=== MATERIAL PROVIDED ===

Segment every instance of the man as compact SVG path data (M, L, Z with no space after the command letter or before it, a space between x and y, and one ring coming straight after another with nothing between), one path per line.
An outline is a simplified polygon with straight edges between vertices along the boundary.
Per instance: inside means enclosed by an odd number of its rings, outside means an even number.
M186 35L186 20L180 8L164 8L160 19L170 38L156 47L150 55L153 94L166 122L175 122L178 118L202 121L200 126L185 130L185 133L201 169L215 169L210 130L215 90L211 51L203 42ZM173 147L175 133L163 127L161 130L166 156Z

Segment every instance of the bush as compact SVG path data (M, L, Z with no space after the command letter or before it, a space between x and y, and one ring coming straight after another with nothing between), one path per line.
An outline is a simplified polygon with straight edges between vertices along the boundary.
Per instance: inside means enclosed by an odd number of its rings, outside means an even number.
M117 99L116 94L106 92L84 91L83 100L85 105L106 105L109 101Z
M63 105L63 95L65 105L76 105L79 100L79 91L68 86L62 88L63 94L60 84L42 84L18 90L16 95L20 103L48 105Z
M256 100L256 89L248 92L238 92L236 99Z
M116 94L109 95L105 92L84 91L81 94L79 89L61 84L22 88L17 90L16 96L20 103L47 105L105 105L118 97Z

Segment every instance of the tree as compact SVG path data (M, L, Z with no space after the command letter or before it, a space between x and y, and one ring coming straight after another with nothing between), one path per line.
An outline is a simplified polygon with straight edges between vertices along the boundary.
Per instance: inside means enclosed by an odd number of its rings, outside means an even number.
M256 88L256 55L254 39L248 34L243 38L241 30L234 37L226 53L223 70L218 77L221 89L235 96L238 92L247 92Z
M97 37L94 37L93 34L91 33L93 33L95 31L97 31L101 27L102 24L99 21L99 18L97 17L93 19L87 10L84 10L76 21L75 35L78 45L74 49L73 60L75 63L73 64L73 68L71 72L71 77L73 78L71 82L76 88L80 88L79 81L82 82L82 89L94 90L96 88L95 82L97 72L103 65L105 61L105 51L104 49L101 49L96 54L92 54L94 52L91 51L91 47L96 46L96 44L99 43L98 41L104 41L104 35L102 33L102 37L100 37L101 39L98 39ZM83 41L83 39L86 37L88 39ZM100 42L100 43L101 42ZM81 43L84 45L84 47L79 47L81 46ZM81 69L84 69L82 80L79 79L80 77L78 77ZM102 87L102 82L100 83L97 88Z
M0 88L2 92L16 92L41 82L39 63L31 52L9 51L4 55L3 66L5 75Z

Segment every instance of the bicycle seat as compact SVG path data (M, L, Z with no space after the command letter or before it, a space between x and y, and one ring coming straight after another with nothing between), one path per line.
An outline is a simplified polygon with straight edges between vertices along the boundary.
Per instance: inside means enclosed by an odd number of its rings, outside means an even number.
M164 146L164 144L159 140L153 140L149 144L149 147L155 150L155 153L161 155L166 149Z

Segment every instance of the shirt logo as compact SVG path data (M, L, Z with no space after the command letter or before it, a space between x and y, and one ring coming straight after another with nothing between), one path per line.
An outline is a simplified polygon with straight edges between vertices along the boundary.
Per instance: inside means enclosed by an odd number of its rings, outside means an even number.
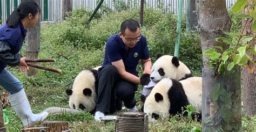
M137 57L138 57L138 52L136 52L133 54L133 56L134 56L135 58L137 58Z

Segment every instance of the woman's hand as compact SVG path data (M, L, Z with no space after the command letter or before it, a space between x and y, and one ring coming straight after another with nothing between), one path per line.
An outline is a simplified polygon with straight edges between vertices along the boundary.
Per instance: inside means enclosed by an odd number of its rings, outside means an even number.
M25 60L26 60L25 57L22 57L21 58L21 60L19 60L19 70L23 72L26 72L29 69L29 67L28 66L26 62L25 61Z

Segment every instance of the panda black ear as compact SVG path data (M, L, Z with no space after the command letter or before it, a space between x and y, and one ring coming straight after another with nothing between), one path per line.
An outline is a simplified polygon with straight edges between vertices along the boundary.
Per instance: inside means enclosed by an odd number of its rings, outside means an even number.
M164 97L161 94L156 93L154 94L154 99L156 100L156 101L159 102L164 100Z
M85 88L83 90L83 93L86 96L90 96L92 95L92 91L91 89L88 88Z
M156 60L158 59L159 58L160 58L162 56L163 56L163 54L161 53L157 54L157 55L156 55Z
M143 102L145 102L145 101L146 100L146 98L147 97L143 94L140 95L140 100L142 100L142 101Z
M66 93L68 94L68 96L71 96L72 95L72 93L73 93L73 91L72 91L71 89L66 89Z
M178 67L179 65L179 59L177 57L173 56L172 58L172 63L173 64L175 67Z

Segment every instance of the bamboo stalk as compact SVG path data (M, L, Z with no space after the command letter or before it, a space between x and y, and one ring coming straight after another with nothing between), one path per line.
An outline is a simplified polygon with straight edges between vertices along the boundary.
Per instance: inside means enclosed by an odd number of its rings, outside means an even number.
M43 70L46 70L46 71L50 71L56 72L56 73L58 73L58 74L61 74L62 73L62 70L60 70L59 69L54 69L54 68L48 68L48 67L44 67L44 66L40 65L39 64L36 64L27 63L27 64L29 67L34 67L34 68L36 68L40 69L43 69Z
M26 59L25 62L55 62L54 58L43 58L43 59Z

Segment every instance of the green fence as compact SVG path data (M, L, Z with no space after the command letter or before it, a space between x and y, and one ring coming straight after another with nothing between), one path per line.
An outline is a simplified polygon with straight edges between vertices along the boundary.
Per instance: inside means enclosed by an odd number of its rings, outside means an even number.
M0 19L5 21L10 13L17 8L23 0L0 0ZM42 10L41 20L59 22L62 20L62 3L64 1L68 0L41 0ZM161 8L166 12L177 13L179 0L144 0L145 6L156 10ZM227 7L234 4L237 0L226 0ZM96 7L99 0L72 0L72 8L84 7L89 11L93 11ZM183 9L185 12L186 3L184 1ZM103 5L114 11L122 4L129 8L139 6L140 0L104 0ZM119 4L119 5L118 5ZM102 11L100 9L99 12Z

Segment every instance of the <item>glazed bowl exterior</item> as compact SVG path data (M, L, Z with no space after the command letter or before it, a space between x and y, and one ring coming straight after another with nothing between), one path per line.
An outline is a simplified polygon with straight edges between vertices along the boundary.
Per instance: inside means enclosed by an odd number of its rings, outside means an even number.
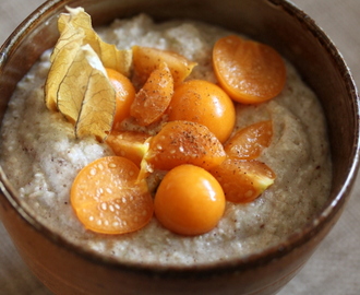
M328 202L298 233L266 251L201 267L124 264L70 245L22 208L0 167L0 219L29 269L55 294L274 294L301 269L339 219L359 161L359 103L336 47L301 10L281 0L51 0L0 50L0 118L16 83L57 38L57 17L83 7L94 25L146 12L157 21L195 19L275 47L321 99L327 119L334 180ZM24 54L26 52L26 54Z

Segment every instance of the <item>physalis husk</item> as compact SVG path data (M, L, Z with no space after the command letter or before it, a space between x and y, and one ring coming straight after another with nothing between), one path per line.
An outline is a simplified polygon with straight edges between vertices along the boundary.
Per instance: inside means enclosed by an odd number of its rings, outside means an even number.
M100 39L82 8L70 9L58 21L60 37L50 57L45 103L75 126L75 135L104 140L111 130L116 93L105 68L129 75L131 50L118 50Z

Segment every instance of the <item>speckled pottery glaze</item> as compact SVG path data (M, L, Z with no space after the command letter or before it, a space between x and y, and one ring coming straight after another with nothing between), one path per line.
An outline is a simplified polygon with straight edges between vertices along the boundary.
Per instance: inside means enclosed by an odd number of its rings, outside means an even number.
M58 38L65 5L84 7L94 25L146 12L157 21L194 19L275 47L317 94L328 125L334 180L328 202L307 226L261 253L201 267L124 264L68 244L20 205L0 167L0 219L39 280L55 294L274 294L301 269L339 219L359 162L359 102L336 47L304 12L283 0L52 0L0 49L0 116L16 83ZM26 55L24 54L26 52Z

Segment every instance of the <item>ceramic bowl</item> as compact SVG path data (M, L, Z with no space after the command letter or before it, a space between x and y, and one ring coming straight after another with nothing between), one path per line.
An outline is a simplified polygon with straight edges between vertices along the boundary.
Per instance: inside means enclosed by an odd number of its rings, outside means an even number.
M146 12L157 21L195 19L275 47L300 71L323 105L334 180L328 202L300 232L266 251L221 264L134 267L69 245L22 208L0 169L0 216L31 270L56 294L273 294L305 263L339 219L358 167L359 105L351 74L315 23L283 0L51 0L29 15L0 51L0 118L10 96L39 55L58 37L65 5L82 5L95 25ZM26 55L24 55L26 52Z

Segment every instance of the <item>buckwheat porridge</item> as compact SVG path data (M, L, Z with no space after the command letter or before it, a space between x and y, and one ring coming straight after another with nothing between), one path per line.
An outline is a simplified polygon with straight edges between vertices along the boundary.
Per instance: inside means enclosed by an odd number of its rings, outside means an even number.
M117 20L97 30L118 48L134 45L176 51L197 62L188 78L216 82L212 48L229 35L195 22L157 24L146 15ZM19 83L1 127L1 166L19 190L23 206L51 231L120 261L161 264L211 263L244 257L281 241L303 226L327 199L331 160L325 119L314 93L286 61L286 85L275 98L257 105L236 103L236 129L273 120L271 145L260 161L276 174L274 184L249 203L227 202L215 228L197 236L175 234L155 216L134 233L97 234L85 229L70 202L81 168L112 155L106 143L75 139L73 125L44 104L51 51Z

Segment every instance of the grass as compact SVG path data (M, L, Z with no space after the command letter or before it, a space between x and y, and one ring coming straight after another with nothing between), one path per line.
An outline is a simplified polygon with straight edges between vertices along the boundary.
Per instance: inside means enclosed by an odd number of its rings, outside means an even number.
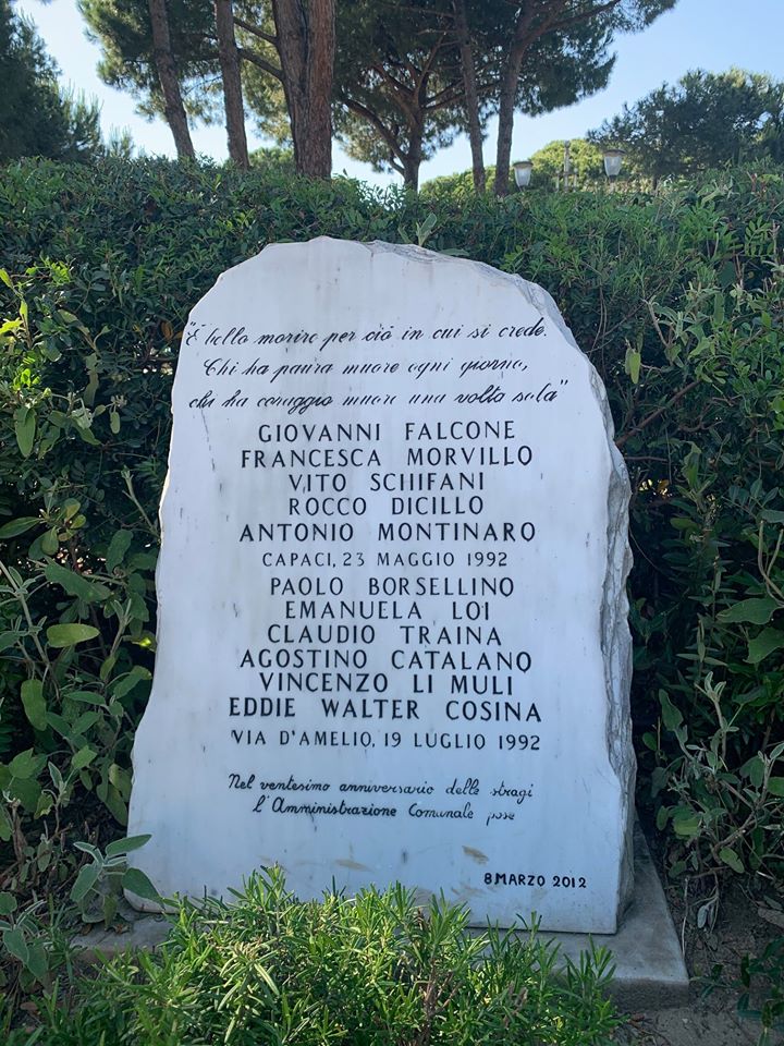
M401 886L302 902L278 873L234 903L182 902L156 953L120 956L40 1002L10 1046L590 1046L620 1018L603 949L556 975L527 933L471 933Z

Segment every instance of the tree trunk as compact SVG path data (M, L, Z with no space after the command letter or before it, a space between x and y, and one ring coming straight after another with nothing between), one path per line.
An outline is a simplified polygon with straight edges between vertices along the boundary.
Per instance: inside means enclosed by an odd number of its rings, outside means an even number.
M232 0L215 0L216 35L218 56L223 78L223 104L226 117L229 156L238 168L249 167L247 138L245 136L245 109L240 81L240 56L234 36L234 11Z
M468 16L466 15L465 0L452 0L452 10L455 16L455 31L460 45L461 70L465 88L466 117L468 118L468 139L471 147L471 165L474 168L474 188L483 193L486 187L485 158L482 156L482 134L479 121L479 95L477 93L476 70L474 68L474 51L468 33Z
M408 151L403 157L403 184L416 193L419 188L419 168L421 167L421 143L424 129L412 132Z
M495 190L497 196L506 196L510 191L510 166L512 160L512 133L514 131L515 99L517 97L517 80L523 65L527 48L513 47L506 59L506 70L501 82L499 98L499 137L495 155Z
M334 0L272 0L298 173L332 174Z
M147 2L152 25L152 51L161 92L163 93L167 123L174 135L177 158L193 160L195 153L171 49L166 0L147 0Z

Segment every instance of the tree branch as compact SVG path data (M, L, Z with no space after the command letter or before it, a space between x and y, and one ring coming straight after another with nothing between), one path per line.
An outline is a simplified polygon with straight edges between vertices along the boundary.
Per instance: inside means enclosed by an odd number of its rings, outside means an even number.
M269 73L270 76L274 76L275 80L283 82L283 73L280 69L275 69L274 65L270 64L266 59L259 58L255 51L249 51L246 47L238 47L237 53L245 62L250 62L252 65L258 65L259 69L262 69L266 73Z
M363 120L367 120L368 123L371 123L390 147L392 153L401 162L403 162L403 150L397 144L397 139L389 130L389 127L379 119L379 117L377 117L371 109L368 109L367 106L364 106L360 101L356 101L354 98L343 98L341 100L343 101L344 106L352 110L352 112L355 112L358 117L362 117ZM401 171L401 173L403 172Z
M271 33L265 33L264 29L260 29L257 25L250 25L250 23L246 22L245 19L238 19L236 15L234 15L234 25L238 25L241 29L245 29L246 33L257 36L266 44L271 44L272 47L278 47L277 36L273 36Z

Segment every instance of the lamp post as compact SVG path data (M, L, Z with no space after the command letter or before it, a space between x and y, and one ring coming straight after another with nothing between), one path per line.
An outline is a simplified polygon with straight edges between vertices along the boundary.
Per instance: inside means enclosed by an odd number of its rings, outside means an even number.
M604 149L604 173L610 179L610 184L615 185L615 179L621 173L623 158L626 156L623 149Z
M568 191L568 177L572 173L572 157L569 156L571 142L564 142L564 190Z
M530 160L518 160L512 165L515 172L515 185L517 188L527 188L530 184L530 174L534 165Z

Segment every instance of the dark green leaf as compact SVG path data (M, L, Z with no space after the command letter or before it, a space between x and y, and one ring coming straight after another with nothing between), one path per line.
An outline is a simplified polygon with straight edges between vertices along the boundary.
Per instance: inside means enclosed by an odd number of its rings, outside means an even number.
M90 581L66 567L61 567L60 563L47 563L44 574L47 581L60 585L70 596L75 596L77 599L84 599L87 603L97 603L111 596L111 589L107 588L106 585L98 581Z
M27 949L27 941L24 939L24 934L19 928L14 926L13 929L3 931L3 945L5 950L10 956L13 956L14 959L19 959L20 962L26 964L29 951Z
M21 515L17 520L12 520L4 526L0 526L0 538L16 537L19 534L32 531L34 526L41 522L41 519L37 515Z
M71 900L78 904L96 885L99 875L100 866L98 864L86 864L81 868L76 881L71 887Z
M749 665L759 665L773 650L784 646L784 632L777 629L763 629L758 636L749 641L749 653L746 660Z
M44 683L40 679L26 679L22 683L22 706L36 730L46 730L46 701Z
M125 552L127 552L131 547L131 542L133 539L133 534L131 531L115 531L114 535L109 542L109 548L107 549L107 571L111 574L114 569L120 565L120 563L125 558Z
M128 868L122 877L124 890L130 890L146 901L160 901L160 893L139 868Z
M768 624L777 606L775 599L771 599L769 596L762 599L744 599L742 603L736 603L733 607L722 610L719 620L730 623Z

===

Please rewrite the lines from the one containing "Segment every instance of the <item>physalis" through the one containing "M100 39L82 8L70", putting "line segments" in place of "straight edges" and leaving everything else as it is.

Segment every instance of the <item>physalis husk</item> as compact SVG path data (M, L, Z with no space after the command letter or before it, a space between x and y, and one ring coming straight after another with nothing between), one path per line.
An outline is a simplified polygon with line segments between vertices along the boundary.
Per instance: inside means enclosed by an odd number of its rings, outside means an even number.
M100 39L82 8L70 9L58 21L60 37L50 57L45 103L75 126L75 135L104 140L111 130L116 93L105 68L129 75L131 50L118 50Z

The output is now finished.